## YOUR TASK:
Update the lines from the line with "Rules: pick out every instance of the white" up to and including the line with "point(552, 407)", changing "Follow this sample exactly" to "Match the format of this sample" and leaving everything else as it stands. Return only those lines.

## INPUT DATA:
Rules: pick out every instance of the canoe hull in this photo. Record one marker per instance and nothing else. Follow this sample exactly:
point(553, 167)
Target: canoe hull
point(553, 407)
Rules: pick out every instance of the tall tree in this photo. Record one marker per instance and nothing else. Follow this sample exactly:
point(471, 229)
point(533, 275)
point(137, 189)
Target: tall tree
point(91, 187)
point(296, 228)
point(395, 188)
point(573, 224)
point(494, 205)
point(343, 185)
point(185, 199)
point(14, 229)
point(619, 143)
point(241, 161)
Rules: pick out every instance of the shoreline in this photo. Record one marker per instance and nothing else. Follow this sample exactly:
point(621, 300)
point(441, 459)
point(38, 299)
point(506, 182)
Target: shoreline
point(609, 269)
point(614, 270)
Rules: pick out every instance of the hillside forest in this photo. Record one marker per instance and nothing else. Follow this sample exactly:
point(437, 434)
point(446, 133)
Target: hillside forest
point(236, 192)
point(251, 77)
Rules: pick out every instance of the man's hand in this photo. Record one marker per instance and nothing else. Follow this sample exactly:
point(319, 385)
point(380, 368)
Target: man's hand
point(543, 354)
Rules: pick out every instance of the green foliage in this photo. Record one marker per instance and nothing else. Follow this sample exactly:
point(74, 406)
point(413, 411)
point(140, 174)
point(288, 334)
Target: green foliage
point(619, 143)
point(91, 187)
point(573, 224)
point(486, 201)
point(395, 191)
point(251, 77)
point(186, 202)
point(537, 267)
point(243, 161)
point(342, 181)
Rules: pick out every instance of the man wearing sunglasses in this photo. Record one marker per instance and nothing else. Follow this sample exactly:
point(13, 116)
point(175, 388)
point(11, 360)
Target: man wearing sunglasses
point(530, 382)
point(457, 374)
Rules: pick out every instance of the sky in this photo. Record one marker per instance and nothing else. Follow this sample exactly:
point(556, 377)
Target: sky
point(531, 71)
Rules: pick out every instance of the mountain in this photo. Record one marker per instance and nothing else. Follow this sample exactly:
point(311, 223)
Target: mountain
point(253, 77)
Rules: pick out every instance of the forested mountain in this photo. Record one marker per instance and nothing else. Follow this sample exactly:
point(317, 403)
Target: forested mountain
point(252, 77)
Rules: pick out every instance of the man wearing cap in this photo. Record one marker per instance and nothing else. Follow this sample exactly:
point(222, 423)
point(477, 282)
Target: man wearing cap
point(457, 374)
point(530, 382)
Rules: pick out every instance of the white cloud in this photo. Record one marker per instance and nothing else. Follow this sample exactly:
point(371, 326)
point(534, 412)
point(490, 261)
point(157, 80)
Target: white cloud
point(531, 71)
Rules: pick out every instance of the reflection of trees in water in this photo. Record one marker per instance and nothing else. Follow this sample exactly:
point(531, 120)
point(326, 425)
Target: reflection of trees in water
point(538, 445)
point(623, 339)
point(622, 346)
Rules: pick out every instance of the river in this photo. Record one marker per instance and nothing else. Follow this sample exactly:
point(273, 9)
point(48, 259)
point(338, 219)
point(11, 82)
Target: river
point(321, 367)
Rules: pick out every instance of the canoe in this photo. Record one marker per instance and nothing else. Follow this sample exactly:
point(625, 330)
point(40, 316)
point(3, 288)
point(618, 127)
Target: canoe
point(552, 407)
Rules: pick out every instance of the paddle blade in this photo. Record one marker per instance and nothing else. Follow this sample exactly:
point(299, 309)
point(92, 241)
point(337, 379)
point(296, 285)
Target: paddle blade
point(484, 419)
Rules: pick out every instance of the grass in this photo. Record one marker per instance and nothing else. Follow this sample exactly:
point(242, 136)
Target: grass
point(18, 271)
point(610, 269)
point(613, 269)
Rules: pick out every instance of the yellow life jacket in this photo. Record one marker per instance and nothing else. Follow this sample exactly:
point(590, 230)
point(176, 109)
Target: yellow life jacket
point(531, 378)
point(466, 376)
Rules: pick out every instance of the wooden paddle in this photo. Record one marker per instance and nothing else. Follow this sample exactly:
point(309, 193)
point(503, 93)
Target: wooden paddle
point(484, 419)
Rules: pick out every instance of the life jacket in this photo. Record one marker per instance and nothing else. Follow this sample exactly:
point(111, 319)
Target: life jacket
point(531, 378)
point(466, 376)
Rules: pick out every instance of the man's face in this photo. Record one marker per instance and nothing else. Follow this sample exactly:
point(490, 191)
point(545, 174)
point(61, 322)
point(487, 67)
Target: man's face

## TASK RESULT:
Rules: pick out every instance of the white cloud in this photo. Record one marker per instance and nothing else. Match the format of this sample:
point(371, 326)
point(534, 412)
point(490, 261)
point(157, 80)
Target: white cloud
point(531, 71)
Rules: pick out every instance of the reflection of trees in water in this photo. Record one marker per instance and nothing else. Match the format of this sample:
point(531, 120)
point(326, 425)
Target: reflection of trees in water
point(538, 445)
point(623, 339)
point(622, 346)
Rules: pick out every instance of the river in this photo. Record one marker per instance and nothing else. Match the format of this sample:
point(273, 9)
point(48, 259)
point(338, 219)
point(11, 82)
Target: river
point(321, 367)
Rules: pick out every instance of the canoe in this photo. Record one marker per instance and nothing else. Match the format of this sample:
point(625, 330)
point(40, 316)
point(3, 288)
point(618, 127)
Target: canoe
point(552, 407)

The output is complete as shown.